EXCERPTED PASSAGE -
-----

The God Who Is
June 16, 2019

The God Who Is

Series:
Passage: Isaiah 6:1-8, John 3:1-17
Service Type:

Bible Text: Isaiah 6:1-8, John 3:1-17 | Preacher: The Rev’d William Klock | Series: The Church Year | The God Who Is
Isaiah 6:1-8 & St. John 3:1-17
by William Klock

Have you ever been talking about matters of faith with someone who objects to something you’ve said and they object by saying something like, “Well, my god would never do that” or “My god isn’t like that.”  I had that conversation three different times this week with three different people.  One of them came up in a Facebook group where an admin decided to ban a group member whose profile picture was a burning rainbow “pride” flag.  (If you wondered why I was using that as my profile picture for a while this week, that was why.  Several hundred of us decided to use that image until the banned member was reinstated.)  But in the course of the discussion several people made comments like, “My god loves everybody” or “My god would never condemn anyone for who they love”.  Another came up the next day as I got dragged into a conversation about the “Prosperity Gospel”.  This fellow said, “Mygod wants everyone health and rich.”  Over and over it was “my god”.

-----

ENTRIES -

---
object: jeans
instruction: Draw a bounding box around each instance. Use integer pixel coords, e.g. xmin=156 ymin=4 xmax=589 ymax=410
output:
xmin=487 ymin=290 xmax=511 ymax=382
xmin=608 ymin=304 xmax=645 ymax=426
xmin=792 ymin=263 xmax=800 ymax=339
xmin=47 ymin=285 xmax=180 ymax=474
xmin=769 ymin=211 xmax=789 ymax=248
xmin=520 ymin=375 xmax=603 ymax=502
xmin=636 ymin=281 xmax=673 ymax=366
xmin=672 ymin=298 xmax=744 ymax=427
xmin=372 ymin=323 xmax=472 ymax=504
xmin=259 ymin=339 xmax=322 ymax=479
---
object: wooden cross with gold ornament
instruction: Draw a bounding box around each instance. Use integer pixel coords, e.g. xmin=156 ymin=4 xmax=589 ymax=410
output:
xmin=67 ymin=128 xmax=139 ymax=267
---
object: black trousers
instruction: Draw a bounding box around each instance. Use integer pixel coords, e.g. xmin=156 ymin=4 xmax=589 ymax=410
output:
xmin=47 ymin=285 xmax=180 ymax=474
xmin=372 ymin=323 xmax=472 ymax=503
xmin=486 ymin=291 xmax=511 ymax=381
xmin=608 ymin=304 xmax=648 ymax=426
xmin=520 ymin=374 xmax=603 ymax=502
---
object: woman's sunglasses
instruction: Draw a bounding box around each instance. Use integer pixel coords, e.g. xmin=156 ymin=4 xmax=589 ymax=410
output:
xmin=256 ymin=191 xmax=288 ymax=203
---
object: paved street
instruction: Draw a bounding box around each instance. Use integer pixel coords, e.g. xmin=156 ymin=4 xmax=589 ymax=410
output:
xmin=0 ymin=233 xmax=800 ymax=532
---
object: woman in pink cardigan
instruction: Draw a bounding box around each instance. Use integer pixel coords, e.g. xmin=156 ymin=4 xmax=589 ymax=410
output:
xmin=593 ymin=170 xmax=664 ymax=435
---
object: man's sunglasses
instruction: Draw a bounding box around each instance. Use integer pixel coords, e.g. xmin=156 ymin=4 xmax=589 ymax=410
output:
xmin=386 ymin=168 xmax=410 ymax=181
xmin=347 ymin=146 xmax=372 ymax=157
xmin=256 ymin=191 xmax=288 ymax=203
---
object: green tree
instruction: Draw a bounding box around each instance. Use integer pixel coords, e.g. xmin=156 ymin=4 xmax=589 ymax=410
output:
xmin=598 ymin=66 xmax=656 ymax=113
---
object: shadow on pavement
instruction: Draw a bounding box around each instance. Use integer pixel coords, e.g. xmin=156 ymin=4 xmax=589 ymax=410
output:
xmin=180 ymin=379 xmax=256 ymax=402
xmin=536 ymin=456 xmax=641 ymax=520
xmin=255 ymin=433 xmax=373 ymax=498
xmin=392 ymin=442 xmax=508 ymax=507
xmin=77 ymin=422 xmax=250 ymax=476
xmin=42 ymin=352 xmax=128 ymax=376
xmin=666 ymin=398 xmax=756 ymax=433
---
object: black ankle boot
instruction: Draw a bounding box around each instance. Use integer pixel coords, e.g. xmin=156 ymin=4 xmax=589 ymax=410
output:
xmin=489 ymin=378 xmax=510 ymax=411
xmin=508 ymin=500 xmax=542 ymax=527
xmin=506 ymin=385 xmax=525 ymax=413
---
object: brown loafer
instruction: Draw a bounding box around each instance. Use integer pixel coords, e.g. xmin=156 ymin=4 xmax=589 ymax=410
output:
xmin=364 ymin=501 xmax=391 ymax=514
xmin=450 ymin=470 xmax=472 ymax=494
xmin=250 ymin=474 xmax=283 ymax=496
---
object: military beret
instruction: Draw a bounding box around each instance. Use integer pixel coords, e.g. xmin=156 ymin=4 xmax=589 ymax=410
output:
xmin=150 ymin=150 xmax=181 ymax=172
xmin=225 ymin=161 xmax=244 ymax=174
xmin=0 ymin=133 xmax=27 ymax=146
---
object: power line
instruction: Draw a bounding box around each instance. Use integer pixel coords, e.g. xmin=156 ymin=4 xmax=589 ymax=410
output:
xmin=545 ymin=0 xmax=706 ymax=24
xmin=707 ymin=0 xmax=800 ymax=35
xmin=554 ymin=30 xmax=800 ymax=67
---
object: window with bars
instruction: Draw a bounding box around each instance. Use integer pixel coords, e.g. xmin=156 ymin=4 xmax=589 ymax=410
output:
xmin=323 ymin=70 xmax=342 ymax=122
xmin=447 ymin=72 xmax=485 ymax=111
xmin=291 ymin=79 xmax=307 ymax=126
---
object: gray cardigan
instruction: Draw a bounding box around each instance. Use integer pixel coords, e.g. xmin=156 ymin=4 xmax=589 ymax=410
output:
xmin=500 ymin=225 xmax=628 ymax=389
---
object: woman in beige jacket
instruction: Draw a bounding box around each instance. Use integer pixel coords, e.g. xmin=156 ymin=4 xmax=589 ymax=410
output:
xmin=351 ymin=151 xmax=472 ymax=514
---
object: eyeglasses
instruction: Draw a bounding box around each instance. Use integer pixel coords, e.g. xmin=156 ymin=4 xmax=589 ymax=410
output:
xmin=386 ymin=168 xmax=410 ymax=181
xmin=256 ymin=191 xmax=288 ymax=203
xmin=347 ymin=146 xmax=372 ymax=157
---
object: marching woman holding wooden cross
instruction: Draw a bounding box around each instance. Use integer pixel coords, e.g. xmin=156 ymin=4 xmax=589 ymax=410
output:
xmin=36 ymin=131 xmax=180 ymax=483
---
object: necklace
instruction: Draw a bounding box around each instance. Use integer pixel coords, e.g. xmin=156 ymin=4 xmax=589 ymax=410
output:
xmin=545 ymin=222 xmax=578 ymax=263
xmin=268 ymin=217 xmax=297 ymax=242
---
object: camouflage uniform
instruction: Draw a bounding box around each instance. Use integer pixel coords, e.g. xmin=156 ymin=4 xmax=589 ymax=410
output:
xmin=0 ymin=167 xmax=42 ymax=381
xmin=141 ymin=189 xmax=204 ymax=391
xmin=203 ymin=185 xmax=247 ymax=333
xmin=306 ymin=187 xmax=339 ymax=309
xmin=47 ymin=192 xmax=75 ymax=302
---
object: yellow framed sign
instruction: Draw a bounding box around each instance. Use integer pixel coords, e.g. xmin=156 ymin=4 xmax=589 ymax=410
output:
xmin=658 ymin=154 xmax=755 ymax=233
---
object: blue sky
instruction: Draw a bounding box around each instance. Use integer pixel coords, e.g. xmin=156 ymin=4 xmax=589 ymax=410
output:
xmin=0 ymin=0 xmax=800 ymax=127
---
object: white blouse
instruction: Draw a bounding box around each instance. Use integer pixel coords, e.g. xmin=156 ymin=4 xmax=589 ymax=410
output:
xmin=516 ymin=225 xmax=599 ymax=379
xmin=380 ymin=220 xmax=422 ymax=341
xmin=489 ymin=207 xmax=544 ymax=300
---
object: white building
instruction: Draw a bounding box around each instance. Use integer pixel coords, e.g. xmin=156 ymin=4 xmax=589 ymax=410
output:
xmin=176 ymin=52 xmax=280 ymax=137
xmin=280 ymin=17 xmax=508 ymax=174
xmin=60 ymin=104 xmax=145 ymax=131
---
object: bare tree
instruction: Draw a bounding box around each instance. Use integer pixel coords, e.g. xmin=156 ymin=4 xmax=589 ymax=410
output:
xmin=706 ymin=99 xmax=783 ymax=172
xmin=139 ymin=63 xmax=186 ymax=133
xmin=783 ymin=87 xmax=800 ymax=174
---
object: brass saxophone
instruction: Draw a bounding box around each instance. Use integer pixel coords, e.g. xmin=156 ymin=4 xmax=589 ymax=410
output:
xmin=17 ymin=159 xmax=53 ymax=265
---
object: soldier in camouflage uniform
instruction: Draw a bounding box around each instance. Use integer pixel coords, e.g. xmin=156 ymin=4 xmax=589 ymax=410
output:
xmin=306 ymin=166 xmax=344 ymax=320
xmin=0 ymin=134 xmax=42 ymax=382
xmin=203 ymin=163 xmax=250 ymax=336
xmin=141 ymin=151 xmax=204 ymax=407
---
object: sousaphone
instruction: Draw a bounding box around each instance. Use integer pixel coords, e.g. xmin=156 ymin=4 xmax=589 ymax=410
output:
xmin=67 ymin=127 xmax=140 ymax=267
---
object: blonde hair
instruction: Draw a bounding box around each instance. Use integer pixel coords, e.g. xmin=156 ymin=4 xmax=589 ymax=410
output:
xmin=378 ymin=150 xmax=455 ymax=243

-----

According to the sermon, how many times that week did the preacher have a conversation in which someone said "my god isn't like that" or something similar? The records come from a different source than the sermon.

Three times, with three different people.